(Dataset excerpts on object pointing)
________________________________________
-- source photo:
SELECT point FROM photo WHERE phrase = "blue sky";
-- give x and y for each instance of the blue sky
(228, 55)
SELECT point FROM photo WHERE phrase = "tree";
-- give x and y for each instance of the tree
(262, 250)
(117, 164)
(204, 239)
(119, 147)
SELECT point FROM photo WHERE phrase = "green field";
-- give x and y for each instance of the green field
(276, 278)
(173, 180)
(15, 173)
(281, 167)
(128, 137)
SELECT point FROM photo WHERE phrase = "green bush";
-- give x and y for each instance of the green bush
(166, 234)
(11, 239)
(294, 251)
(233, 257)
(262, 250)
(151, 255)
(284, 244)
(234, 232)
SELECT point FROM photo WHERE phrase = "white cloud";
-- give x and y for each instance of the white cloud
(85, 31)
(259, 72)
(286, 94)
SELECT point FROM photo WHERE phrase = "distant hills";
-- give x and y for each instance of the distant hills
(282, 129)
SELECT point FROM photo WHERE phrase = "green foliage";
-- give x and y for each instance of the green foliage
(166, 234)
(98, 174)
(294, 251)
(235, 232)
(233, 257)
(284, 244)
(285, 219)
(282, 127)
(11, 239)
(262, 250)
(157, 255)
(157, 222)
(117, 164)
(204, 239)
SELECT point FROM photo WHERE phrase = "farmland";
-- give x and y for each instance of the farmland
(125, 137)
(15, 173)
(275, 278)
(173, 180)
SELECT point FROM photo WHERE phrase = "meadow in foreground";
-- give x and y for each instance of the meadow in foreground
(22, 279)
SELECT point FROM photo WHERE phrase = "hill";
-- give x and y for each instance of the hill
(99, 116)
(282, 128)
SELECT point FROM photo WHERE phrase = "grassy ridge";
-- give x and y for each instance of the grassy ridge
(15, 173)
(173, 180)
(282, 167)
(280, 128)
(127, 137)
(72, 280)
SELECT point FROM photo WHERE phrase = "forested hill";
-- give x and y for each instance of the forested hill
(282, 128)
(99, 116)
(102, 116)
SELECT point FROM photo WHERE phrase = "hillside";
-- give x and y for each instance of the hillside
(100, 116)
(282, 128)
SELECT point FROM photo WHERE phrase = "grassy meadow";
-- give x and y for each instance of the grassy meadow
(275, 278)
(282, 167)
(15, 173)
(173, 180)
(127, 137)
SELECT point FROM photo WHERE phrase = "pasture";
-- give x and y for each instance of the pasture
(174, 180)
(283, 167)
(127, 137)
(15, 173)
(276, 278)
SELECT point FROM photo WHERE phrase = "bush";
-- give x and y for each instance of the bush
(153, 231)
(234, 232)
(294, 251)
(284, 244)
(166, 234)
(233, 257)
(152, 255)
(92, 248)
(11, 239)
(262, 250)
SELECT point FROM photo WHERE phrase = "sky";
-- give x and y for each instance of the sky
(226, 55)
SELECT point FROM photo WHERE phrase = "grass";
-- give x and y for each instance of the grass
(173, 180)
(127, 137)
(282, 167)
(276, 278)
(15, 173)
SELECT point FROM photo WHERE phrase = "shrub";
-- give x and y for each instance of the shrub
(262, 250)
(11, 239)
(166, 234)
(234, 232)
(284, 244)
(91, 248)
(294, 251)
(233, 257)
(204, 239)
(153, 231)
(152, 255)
________________________________________
**Directions for this task:** Reproduce the listing shown above in its entirety, exactly.

**Result for this exercise:**
-- source photo:
SELECT point FROM photo WHERE phrase = "blue sky";
-- give x and y for each instance of the blue sky
(228, 55)
SELECT point FROM photo WHERE phrase = "tree";
-- give x and y for each instance of the tree
(262, 250)
(117, 164)
(204, 239)
(119, 147)
SELECT point FROM photo WHERE phrase = "green field";
-- give x and y for each instance of the green field
(276, 278)
(173, 180)
(15, 173)
(281, 167)
(128, 137)
SELECT point FROM photo WHERE phrase = "green bush";
-- give x and y for each instance of the green bush
(166, 234)
(11, 239)
(294, 251)
(233, 257)
(262, 250)
(151, 255)
(284, 244)
(234, 232)
SELECT point FROM photo WHERE phrase = "white cloud";
-- give x and y for each instance of the white cloud
(85, 31)
(259, 72)
(286, 94)
SELECT point FROM photo WHERE phrase = "distant hills";
-- give x and y for each instance of the distant hills
(282, 129)
SELECT point FROM photo WHERE phrase = "green foliage";
-- give x and y for each instance of the green foliage
(166, 234)
(98, 174)
(294, 251)
(235, 232)
(233, 257)
(284, 244)
(285, 219)
(282, 127)
(11, 239)
(262, 250)
(157, 255)
(157, 222)
(117, 164)
(204, 239)
SELECT point FROM photo WHERE phrase = "farmland";
-- give x and y for each instance of the farmland
(125, 137)
(15, 173)
(275, 278)
(173, 180)
SELECT point FROM photo WHERE phrase = "meadow in foreground";
-- give x and y for each instance of the meadow in foreground
(22, 279)
SELECT point FROM photo WHERE phrase = "hill";
-- give x and y for each instance of the hill
(99, 116)
(282, 128)
SELECT point FROM photo WHERE phrase = "grassy ridge";
-- give x and y for each instance of the grassy ridge
(15, 173)
(173, 180)
(282, 167)
(280, 128)
(127, 137)
(72, 280)
SELECT point FROM photo WHERE phrase = "forested hill";
-- give x and y for each instance of the forested hill
(282, 128)
(99, 116)
(102, 116)
SELECT point FROM photo WHERE phrase = "hillside";
-- give x and y for each instance of the hillside
(100, 116)
(282, 128)
SELECT point FROM photo WHERE phrase = "grassy meadow";
-- give x and y for each instance of the grassy meadow
(275, 278)
(282, 167)
(15, 173)
(173, 180)
(127, 137)
SELECT point FROM photo WHERE phrase = "pasture";
-- give x and y for each instance of the pasture
(174, 180)
(283, 167)
(127, 137)
(15, 173)
(276, 278)
SELECT point FROM photo WHERE phrase = "bush";
-- give x and y for each instance of the bush
(153, 231)
(234, 232)
(294, 251)
(284, 244)
(166, 234)
(233, 257)
(152, 255)
(92, 248)
(11, 239)
(262, 250)
SELECT point FROM photo WHERE phrase = "sky";
-- give x and y for each instance of the sky
(226, 55)
SELECT point FROM photo WHERE phrase = "grass";
-- give x and y for each instance of the grass
(173, 180)
(127, 137)
(282, 167)
(276, 278)
(15, 173)
SELECT point FROM photo WHERE phrase = "shrub";
-- give x and y for each instance of the shrub
(262, 250)
(11, 239)
(166, 234)
(234, 232)
(284, 244)
(91, 248)
(294, 251)
(233, 257)
(204, 239)
(153, 231)
(152, 255)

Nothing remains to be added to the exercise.